Reproduce the blog post on organizing Ellie's medical care word for word, in full.

*Passage shown*:
_ _ _ _ _
Wednesday, August 23, 2017

Organizing Ellie's Medical Care

It has been an eventful past 2 weeks.  Well, not too much so.  We’ve just had 5 doctor appointments.  Most were anticlimatic, such as ENT where we have graduated to yearly appointments.  Can you say “woooohoooo!?  

First up was ophthalmology.  The Bear still isn’t wearing her glasses.  We’ve been doing atropine drops into her good eye to dilate the pupil thus making seeing out of that eye blurry.  In theory,  by having blurred vision in both eyes, she should more likely to wear her glasses.  Except that didn’t happen.  We discussed patching her good eye as we want to force her bad eye to stop turning in.  I gave the doc my “you are delusional” look because can you see Ellie keeping that on?  So we are now doing atropine twice a month which will act similar as patching.  The thing with nystagmus (turning in of the eye), if left untreated, that eye eventually goes blind.  Obviously we do not want that to happen.

If only she would wear them for more than 2 minutes

Next up was GI. We graduated to 6 month follow - ups!  So let’s do another woohooo! Her constipation seems to be well controlled - I hope I didn’t just jinx it!  She is dealing with some random vomiting issues.  Since June, she throws up about 1/3 of the time with the enemas.  We figured this is because we administer a high volume of saline into her colon and it pushes on her stomach.  Except, this is new.  We’ve had 3 other instances where she throws up once randomly - not associated with enemas, eating or drinking.  We are debating on whether or not they were stomach bugs or reflux.  To be on the safe side, we restarted her reflux meds.
_ _ _ _ _
*Given information*:
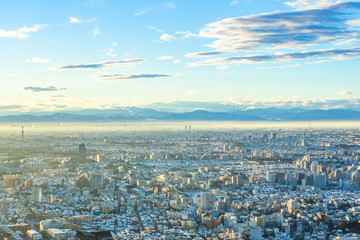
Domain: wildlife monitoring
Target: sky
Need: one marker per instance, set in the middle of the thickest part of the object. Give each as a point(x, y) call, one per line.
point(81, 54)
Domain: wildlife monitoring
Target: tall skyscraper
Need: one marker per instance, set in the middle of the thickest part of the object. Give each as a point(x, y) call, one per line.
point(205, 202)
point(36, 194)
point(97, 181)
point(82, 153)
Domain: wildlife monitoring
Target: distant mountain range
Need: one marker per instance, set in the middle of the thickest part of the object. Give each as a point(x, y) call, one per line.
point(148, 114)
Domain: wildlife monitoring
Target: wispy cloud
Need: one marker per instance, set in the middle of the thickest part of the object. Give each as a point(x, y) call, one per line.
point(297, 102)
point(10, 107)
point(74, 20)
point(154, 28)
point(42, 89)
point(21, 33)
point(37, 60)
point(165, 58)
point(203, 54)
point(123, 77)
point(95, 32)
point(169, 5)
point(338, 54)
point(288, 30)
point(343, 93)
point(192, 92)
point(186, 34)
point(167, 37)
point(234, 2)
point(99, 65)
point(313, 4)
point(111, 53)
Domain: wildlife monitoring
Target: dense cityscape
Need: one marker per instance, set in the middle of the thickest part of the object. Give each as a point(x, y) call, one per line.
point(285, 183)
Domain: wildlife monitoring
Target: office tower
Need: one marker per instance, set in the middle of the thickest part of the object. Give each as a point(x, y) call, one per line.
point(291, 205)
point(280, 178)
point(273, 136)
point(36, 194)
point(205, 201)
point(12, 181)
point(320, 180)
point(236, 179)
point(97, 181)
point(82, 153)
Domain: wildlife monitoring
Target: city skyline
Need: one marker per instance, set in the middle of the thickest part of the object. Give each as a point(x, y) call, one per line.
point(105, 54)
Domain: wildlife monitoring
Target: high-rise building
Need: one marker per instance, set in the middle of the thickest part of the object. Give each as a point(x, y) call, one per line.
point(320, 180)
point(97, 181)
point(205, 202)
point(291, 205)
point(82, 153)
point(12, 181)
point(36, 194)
_ _ _ _ _
*Result*:
Wednesday, August 23, 2017

Organizing Ellie's Medical Care

It has been an eventful past 2 weeks.  Well, not too much so.  We’ve just had 5 doctor appointments.  Most were anticlimatic, such as ENT where we have graduated to yearly appointments.  Can you say “woooohoooo!?  

First up was ophthalmology.  The Bear still isn’t wearing her glasses.  We’ve been doing atropine drops into her good eye to dilate the pupil thus making seeing out of that eye blurry.  In theory,  by having blurred vision in both eyes, she should more likely to wear her glasses.  Except that didn’t happen.  We discussed patching her good eye as we want to force her bad eye to stop turning in.  I gave the doc my “you are delusional” look because can you see Ellie keeping that on?  So we are now doing atropine twice a month which will act similar as patching.  The thing with nystagmus (turning in of the eye), if left untreated, that eye eventually goes blind.  Obviously we do not want that to happen.

If only she would wear them for more than 2 minutes

Next up was GI. We graduated to 6 month follow - ups!  So let’s do another woohooo! Her constipation seems to be well controlled - I hope I didn’t just jinx it!  She is dealing with some random vomiting issues.  Since June, she throws up about 1/3 of the time with the enemas.  We figured this is because we administer a high volume of saline into her colon and it pushes on her stomach.  Except, this is new.  We’ve had 3 other instances where she throws up once randomly - not associated with enemas, eating or drinking.  We are debating on whether or not they were stomach bugs or reflux.  To be on the safe side, we restarted her reflux meds.